**Goal**. Return each line in the items below that contains the word "striped", copied in full.

Collected data
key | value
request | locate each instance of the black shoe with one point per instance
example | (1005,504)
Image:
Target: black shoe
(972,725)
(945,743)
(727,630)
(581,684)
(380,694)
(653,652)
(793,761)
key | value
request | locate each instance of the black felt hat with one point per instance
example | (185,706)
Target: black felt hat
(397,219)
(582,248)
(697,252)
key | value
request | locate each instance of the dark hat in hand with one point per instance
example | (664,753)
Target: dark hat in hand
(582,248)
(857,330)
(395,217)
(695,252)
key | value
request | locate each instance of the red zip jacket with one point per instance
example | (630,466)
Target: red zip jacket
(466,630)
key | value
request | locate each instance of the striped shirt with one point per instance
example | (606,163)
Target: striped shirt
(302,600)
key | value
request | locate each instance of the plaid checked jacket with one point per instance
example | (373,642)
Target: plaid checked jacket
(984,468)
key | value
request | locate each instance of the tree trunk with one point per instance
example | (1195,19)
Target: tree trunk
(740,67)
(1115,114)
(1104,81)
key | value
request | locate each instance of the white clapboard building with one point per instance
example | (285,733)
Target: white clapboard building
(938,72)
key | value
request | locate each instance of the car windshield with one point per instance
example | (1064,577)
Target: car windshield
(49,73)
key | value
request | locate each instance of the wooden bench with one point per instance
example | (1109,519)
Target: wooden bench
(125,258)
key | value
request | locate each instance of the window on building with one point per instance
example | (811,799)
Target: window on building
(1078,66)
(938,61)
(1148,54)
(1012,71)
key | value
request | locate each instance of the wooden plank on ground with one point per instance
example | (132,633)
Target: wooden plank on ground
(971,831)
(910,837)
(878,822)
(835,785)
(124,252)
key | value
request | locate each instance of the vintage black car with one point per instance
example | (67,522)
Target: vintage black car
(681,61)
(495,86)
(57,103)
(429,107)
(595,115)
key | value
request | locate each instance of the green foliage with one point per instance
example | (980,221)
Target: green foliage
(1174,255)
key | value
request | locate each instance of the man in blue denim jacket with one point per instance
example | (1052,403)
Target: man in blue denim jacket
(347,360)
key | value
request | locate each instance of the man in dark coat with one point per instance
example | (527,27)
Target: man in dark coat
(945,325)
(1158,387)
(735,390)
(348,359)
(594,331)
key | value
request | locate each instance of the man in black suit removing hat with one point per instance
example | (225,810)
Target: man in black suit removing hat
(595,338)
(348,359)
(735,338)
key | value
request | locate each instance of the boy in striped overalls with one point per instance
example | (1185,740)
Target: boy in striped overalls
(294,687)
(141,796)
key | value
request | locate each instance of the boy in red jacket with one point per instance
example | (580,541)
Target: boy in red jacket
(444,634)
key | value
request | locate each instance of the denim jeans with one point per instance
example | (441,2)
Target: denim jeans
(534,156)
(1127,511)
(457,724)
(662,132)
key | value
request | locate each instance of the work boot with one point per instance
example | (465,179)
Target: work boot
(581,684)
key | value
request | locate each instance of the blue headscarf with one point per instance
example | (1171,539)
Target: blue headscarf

**Reply to the task**.
request | locate each instance of the striped shirt with one point per instance
Target: striped shirt
request | locate each instance of the boy in striped overalls with one point per instance
Target: boy in striped overalls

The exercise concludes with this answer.